■ **WHAT TO WORK ON**: Determine how many lines of the records below contain the word "window". State only that number.

■ **INPUT FOR THIS TASK**:
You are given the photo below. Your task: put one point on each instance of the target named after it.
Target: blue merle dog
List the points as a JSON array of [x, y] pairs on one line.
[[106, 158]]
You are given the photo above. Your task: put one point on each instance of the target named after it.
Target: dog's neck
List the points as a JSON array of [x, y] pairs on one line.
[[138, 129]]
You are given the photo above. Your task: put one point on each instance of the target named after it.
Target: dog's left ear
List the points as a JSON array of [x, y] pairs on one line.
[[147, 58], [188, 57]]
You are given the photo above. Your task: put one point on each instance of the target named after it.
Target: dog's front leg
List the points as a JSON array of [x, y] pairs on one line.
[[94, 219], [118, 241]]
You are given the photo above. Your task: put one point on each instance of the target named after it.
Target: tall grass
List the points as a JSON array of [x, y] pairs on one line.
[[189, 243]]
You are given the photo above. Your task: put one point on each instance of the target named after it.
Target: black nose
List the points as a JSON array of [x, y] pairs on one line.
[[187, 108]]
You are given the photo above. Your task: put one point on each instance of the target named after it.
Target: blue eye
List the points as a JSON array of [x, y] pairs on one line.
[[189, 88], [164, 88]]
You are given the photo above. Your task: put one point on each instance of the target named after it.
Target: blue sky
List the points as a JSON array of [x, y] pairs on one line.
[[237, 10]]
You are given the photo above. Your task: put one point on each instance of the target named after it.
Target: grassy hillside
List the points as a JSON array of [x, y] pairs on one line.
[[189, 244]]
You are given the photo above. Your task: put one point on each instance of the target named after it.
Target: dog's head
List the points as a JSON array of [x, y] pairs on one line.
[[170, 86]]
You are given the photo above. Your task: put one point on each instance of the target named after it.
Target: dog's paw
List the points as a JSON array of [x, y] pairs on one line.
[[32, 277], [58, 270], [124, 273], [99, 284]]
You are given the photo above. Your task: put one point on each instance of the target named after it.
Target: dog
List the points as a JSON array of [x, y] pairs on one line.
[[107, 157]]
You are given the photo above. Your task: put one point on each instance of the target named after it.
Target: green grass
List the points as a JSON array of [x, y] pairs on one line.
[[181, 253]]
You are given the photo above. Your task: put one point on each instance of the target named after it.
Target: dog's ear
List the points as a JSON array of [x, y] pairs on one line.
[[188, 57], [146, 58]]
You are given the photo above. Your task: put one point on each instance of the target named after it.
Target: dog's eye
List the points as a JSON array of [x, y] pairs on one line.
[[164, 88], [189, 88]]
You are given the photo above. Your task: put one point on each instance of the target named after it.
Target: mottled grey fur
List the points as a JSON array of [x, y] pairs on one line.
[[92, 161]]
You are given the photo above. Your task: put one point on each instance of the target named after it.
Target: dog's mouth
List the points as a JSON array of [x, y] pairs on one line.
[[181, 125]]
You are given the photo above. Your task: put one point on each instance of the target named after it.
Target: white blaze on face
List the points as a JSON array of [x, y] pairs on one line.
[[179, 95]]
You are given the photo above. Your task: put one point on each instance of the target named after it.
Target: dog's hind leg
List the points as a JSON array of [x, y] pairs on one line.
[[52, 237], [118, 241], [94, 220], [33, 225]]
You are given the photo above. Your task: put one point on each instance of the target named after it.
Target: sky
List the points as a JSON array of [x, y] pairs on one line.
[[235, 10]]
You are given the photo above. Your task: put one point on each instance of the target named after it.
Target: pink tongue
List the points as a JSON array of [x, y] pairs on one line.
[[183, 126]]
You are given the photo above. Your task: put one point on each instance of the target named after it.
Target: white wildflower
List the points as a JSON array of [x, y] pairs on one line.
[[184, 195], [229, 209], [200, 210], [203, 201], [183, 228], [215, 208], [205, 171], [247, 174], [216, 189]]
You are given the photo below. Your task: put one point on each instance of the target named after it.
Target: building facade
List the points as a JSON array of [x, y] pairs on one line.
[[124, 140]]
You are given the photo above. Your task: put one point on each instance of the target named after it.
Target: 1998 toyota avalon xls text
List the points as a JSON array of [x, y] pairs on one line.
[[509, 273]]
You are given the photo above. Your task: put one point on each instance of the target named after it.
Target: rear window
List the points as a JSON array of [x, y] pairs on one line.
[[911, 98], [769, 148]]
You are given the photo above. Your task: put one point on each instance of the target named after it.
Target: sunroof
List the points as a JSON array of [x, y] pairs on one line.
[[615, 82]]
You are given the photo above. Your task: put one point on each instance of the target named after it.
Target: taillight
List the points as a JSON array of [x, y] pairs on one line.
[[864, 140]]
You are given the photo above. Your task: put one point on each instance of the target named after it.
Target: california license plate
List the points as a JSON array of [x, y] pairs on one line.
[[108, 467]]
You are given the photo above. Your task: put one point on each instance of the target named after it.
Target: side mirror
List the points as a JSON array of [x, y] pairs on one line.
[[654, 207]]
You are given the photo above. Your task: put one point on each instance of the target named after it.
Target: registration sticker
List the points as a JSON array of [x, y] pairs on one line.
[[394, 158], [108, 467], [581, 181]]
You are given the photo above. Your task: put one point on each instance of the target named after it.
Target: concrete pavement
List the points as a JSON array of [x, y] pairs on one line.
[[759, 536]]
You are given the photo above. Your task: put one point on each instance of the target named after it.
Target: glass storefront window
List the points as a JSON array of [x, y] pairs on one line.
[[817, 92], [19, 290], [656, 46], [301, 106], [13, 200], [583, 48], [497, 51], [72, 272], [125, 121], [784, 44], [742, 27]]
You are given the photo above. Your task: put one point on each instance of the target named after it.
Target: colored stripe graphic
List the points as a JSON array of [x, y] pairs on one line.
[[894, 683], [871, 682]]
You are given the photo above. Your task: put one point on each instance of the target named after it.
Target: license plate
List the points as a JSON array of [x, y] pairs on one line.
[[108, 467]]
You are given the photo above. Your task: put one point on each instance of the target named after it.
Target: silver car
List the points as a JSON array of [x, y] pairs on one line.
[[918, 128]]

■ **ANSWER**: 2